C’était l’évidence même à la découverte du métrage, le personnage de Roy McBride est quelqu’un atteint de troubles du spectre autistique. Toute la construction narrative est basée là-dessus, l'évolution du personnage aussi, idem pour la forme visuelle et l’interprétation, et c’est quelque chose qui se confirme en s’informant sur les premières versions du script, où Gray rendait explicite ce point, pour finalement décider de rendre la chose plus subtile (à raison). Cela rend le film d’autant plus captivant à mon sens car ça transforme la quête du personnage en quelque chose de bien plus puissant, et à la fin ce n’est pas tant la question d’avoir retrouvé le père qui importe, mais plutôt celui d’avoir laissé de côté ce qui l’empêchait d’avancer (le départ du père à un jeune âge, après tout, pourrait être la cause des troubles de Roy), et de pouvoir s’ouvrir vers l’extérieur (le film commence avec un monologue où McBride précise qu’il déteste être touché, et la première chose qu’il fait à son retour sur Terre est de prendre une main tendue pour être relevé, c’est symboliquement très fort).
_ _ _ _ _ _ _
## CONSIGNE 1
Extrayez de la liste chaque ligne qui contient la chaîne « dark », en tenant compte des majuscules et minuscules.

## LISTE À UTILISER
_ _ _ _ _ _ _
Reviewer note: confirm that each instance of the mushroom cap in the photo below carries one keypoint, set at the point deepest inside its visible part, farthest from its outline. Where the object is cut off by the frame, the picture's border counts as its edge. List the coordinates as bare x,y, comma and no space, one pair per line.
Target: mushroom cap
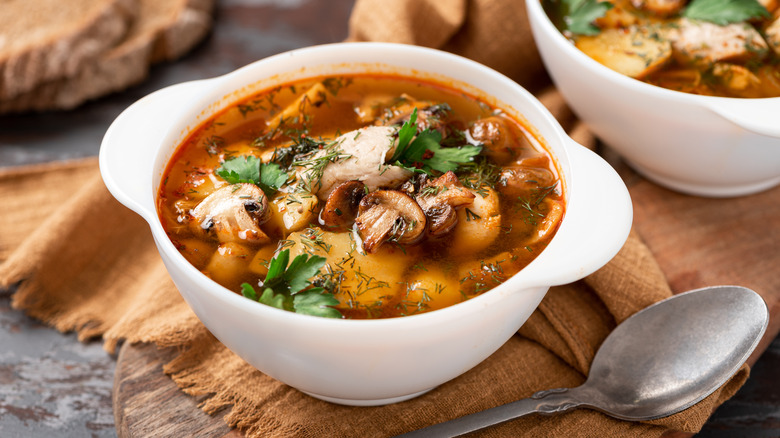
_ _ _ _ _ _ _
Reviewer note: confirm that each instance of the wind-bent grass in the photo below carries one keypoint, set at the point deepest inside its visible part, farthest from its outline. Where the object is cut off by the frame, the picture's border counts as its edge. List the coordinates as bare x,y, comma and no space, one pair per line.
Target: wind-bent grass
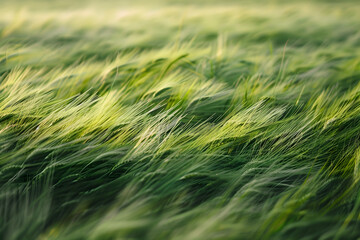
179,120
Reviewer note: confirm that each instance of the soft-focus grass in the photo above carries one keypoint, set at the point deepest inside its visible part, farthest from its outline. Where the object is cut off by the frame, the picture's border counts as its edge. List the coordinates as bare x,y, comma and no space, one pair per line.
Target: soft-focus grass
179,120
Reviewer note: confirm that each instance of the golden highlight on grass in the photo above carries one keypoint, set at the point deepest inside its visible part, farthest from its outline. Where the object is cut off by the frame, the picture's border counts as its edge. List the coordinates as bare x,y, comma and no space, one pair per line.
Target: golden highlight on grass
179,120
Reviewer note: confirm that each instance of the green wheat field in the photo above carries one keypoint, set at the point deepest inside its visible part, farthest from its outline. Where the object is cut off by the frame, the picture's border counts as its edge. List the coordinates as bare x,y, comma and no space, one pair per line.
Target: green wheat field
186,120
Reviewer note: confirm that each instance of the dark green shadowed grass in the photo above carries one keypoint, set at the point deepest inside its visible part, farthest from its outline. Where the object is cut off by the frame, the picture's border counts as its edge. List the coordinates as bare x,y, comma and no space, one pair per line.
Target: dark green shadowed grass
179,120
_ _ _ _ _ _ _
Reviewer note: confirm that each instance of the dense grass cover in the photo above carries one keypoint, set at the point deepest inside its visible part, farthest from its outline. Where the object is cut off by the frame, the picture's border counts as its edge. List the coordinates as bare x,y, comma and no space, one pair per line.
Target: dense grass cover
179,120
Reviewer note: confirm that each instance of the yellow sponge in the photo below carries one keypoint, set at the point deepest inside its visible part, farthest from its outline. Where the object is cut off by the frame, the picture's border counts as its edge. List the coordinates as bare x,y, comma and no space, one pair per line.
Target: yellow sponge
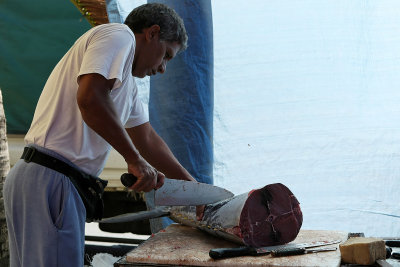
_ _ _ _ _ _ _
## CONSIGNE 2
Répondez brièvement à ces questions sur l'article :
(a) De quels troubles le personnage de Roy McBride est-il atteint ?
(b) Dans les premières versions du script, comment Gray traitait-il ce point ?
(c) Quelle est la première chose que fait McBride à son retour sur Terre ?

## RÉPONSE 1
Reviewer note: confirm that each instance of the dark green shadowed grass in the photo above carries one keypoint, set at the point deepest inside its visible part, farthest from its outline. Where the object is cut off by the frame, the picture's border counts as its edge. List the coordinates as bare x,y, comma and no space, one pair per line.
Target: dark green shadowed grass

## RÉPONSE 2
(a) De troubles du spectre autistique.
(b) Il le rendait explicite.
(c) Il prend une main tendue pour être relevé.